──────── Texte à lire
En quoi l’oubli touche-t-il ce que les enfants apprennent ? Quelles stratégies pour une consolidation mnésique efficace ?
En quoi l’oubli touche-t-il ce que les enfants apprennent ? Quelles stratégies pour une consolidation mnésique efficace ?
Pourquoi exiger des élèves qu’ils retiennent des choses alors qu’on n’a rien fait pour les aider à mémoriser ? Comment “jouer” avec l’oubli ?
Expliquer aux élèves comment le cerveau et la mémoire fonctionnent
La mémoire (ou plutôt les mémoires) n’est pas un stock d’éléments pour se rappeler des souvenirs. Les neurosciences nous invitent à repenser cette définition car la mémoire est au cœur de toutes les activités scolaires.
Un souvenir est une agrégation d’éléments mémoriels de structures extrêmement différentes (sémantiques, émotionnels, visuels…). Les morceaux de souvenirs s’installent dans des zones différentes du cerveau. Comme les mémoires ont des fonctionnements indépendants, les “morceaux” sont biaisés lors du rappel car la reconstruction globale du souvenir est différente de la réalité.
Les différents types de mémoire
- La mémoire à court terme
La mémoire à court terme à une capacité limitée : elle maintient en mémoire les informations disponiibles pour un traitement immédiat et est dépendante des capacités intentionnelles.
────────────────
──────── Extrait de données
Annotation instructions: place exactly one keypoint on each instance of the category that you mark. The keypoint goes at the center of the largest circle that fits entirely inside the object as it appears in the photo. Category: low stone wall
────────────────
* Consigne *
Continuez le texte sur la mémoire et l'oubli dans les apprentissages scolaires, en reprenant juste après sa dernière phrase.

* Réponse *
- La mémoire de travail
La mémoire de travail a pour rôle de maintenir temporairement et de traiter les informations pendant la réalisation des tâches cognitives ‘je prends, je traite, j’essaie de faire sens sans essayer de garder l’information). Ses fonctions essentielles sont : le contrôle de l’attention, la coordination des informations, l’élaboration de stratégies, la planification des différentes étapes d’une action et l’inhibition des réponses jugées non pertinentes.
La mémoire de travail est quantitativement limitée : c’est l’empan mnésique (limite quantitative du nombre d’éléments qu’on est capable de retenir simultanément – on l’estime autour de 7 éléments).
- La mémoire à long terme
Elle possède une capacité illimitée. C’est la partie inconsciente de la mémoire qui fournit les connaissances jugées utiles à la mémoire de travail. Elle conserve les connaissances dans différentes parties du cerveau (mémoire épisodique, mémoire sémantique, mémoire procédurale).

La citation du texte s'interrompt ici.